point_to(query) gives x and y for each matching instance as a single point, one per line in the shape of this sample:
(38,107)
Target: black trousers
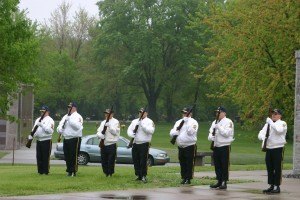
(108,158)
(221,161)
(43,152)
(140,157)
(186,158)
(273,160)
(71,149)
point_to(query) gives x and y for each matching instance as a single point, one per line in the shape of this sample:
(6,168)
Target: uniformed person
(224,136)
(70,127)
(186,141)
(43,136)
(275,149)
(111,137)
(141,144)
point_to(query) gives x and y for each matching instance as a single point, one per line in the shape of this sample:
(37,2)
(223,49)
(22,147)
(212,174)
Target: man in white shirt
(274,149)
(43,135)
(70,127)
(141,143)
(110,137)
(186,141)
(221,133)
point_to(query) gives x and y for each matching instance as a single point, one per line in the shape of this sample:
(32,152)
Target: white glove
(101,136)
(269,121)
(107,124)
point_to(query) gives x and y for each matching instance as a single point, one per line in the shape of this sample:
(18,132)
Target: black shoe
(269,189)
(223,186)
(276,190)
(144,179)
(218,184)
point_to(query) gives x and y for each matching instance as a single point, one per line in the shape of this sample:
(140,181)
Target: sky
(41,10)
-----
Exactly reproduce the entries above, minus the pictures.

point_to(query) gives x and y for each matching instance as a single point, one per line in the shape of this sample:
(38,107)
Target: black trousers
(108,158)
(221,161)
(43,152)
(140,157)
(186,158)
(273,160)
(71,149)
point_to(query) gives x and y for each matching instance as a single point, one per line in the shape of this sample:
(6,168)
Target: uniformed person
(224,136)
(70,127)
(186,141)
(43,136)
(275,149)
(111,137)
(141,144)
point_to(query) gives x and y for each matching instance as a single point, one per line in the shape of this sample:
(37,2)
(223,49)
(22,147)
(212,174)
Target: man in white shirt
(274,149)
(43,135)
(70,127)
(141,143)
(110,137)
(186,141)
(221,133)
point_to(query) gives x and y for each matching instance as a single point, one per line in the shape of this sample:
(32,152)
Target: white glove
(101,136)
(269,121)
(107,124)
point_to(query) gives x and y for each matching instance as a single point, one per line in the shape of this sample:
(18,132)
Target: black shoe
(269,189)
(223,186)
(276,190)
(144,179)
(218,184)
point_to(query) gives x and y for each matching instance as a single point, one per line in the shape of this sample:
(140,181)
Target: sky
(41,10)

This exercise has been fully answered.